— START OF EXTRACT PROVIDED —
Say what you want about the rest of this ruling, this is a big deal.  Before Masci, with the score 1-1, there was little predictability for amusement operators and no majority view for a future court to consider.  The score is now 2-1.  And this latest win came after the court fully considered both Castelan and Bench.  Weighing both, it went with Castelan.  That’s a good win.

Now, what does this mean for the industry?  Well, it might be easier to say what it doesn’t mean.  It doesn’t mean that no case will ever decide to go with Bench again.  And it doesn’t mean that a future court won’t try to chart out some other position not encapsulated in Castelan, Bench, or Masci.  And it doesn’t mean that this holding might not, eventually, get reversed on appeal.  But it does establish, at least for the time being, a majority view on the question of reliance on a manufacturer’s recommendation for purposes of ADA compliance.  True, its only two cases out of three, but that’s still a much stronger position to be in than when it was 1 to 1 or, worse, had Masci sided with Bench to make it 1-2. 

Now some of you may be asking, “If this is so good, why did Six Flags lose this motion?”  Simple.  Not all of its rides have manufacture’s recommendations and, as to those rides, the Court found this line of reasoning inapplicable.  But for those rides that did, which encompassed numerous large coasters, Six Flags won not only this part of the case, but also scored a victory for the industry as a whole.  But wait, didn’t Six Flags lose the rest of this ruling?  Isn’t that bad?  Well … yes, but …

A Judicial Vote Of Confidence?
— END OF EXTRACT PROVIDED —
— START OF RECORDS TO USE —
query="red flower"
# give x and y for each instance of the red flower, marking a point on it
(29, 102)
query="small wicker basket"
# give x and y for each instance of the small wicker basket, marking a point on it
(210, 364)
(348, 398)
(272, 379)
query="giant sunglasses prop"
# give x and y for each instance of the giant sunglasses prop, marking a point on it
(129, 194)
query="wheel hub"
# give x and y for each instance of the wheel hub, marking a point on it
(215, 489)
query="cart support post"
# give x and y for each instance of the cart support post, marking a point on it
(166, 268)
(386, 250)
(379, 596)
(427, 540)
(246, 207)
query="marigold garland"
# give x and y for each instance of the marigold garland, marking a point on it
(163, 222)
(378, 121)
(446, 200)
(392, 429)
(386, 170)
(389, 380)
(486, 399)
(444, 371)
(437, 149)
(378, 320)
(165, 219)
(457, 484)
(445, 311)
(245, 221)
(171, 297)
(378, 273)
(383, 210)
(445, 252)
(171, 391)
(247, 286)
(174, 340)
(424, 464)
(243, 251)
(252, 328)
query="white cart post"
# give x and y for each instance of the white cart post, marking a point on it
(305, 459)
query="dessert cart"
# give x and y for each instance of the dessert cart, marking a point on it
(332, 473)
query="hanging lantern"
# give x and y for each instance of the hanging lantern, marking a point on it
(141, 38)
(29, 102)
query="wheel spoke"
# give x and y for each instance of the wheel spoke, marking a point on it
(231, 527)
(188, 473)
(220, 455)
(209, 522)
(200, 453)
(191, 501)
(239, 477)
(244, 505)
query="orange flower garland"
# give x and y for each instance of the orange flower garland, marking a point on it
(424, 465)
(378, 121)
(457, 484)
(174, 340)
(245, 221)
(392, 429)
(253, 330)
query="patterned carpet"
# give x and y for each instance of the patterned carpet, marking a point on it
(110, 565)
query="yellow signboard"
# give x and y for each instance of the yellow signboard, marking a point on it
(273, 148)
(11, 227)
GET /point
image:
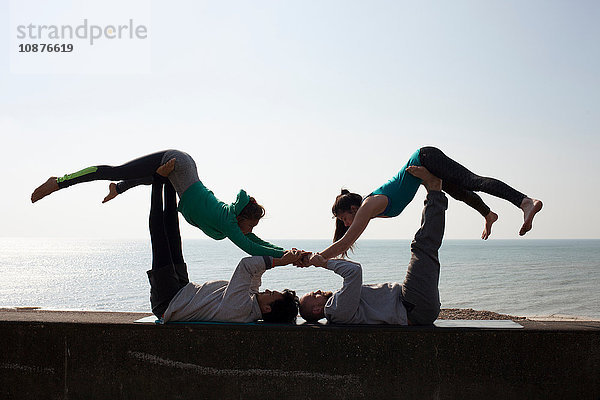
— END OF RECORDS TO USE —
THE TASKS →
#1 In the excerpt on the Masci ruling, which earlier case did the court side with after weighing both?
#2 Write out the entire listing line by line, leaving out the picture.

RESPONSES BY TASK →
#1 Castelan.

#2
query="red flower"
# give x and y for each instance of the red flower, marking a point on it
(29, 102)
query="small wicker basket"
# give x and y for each instance of the small wicker basket, marking a point on it
(210, 364)
(348, 398)
(272, 379)
query="giant sunglasses prop"
# give x and y for each instance of the giant sunglasses prop, marking a point on it
(129, 194)
query="wheel hub"
# give x and y for each instance of the wheel hub, marking a point on it
(215, 489)
query="cart support post"
# give x and y for each instance of the cart support post, marking a point on it
(166, 268)
(386, 250)
(379, 596)
(427, 540)
(246, 207)
query="marigold garland"
# give x and y for each instance of the marigold garland, marking a point on it
(163, 222)
(378, 121)
(446, 200)
(392, 429)
(386, 170)
(389, 380)
(486, 399)
(444, 371)
(437, 149)
(378, 320)
(165, 219)
(457, 484)
(445, 311)
(245, 221)
(171, 297)
(378, 273)
(383, 210)
(445, 252)
(171, 391)
(247, 286)
(174, 340)
(424, 464)
(243, 251)
(252, 328)
query="white cart post"
# give x and y for each instance of the white cart post, marking a point on it
(305, 459)
query="dessert cart"
# give x and y for each instance of the dessert cart, marking a point on it
(332, 473)
query="hanging lantern"
# give x and y for each instance of the hanging lantern, marking a point on it
(141, 38)
(29, 102)
query="wheel spoke"
# give x and y for each instance of the wheel spoke, marking a point on it
(231, 527)
(188, 473)
(220, 455)
(209, 522)
(200, 453)
(191, 501)
(239, 477)
(244, 505)
query="orange flower garland"
# give x and y for each instance of the orange flower garland, marking a point on it
(424, 465)
(378, 121)
(457, 484)
(174, 340)
(245, 221)
(392, 429)
(253, 330)
query="patterned carpet"
# give x and y for each instance of the patterned carpet, marking a point on it
(110, 565)
query="yellow signboard"
# give x and y for each instance of the yellow signboard, marking a point on it
(273, 148)
(11, 227)
GET /point
image:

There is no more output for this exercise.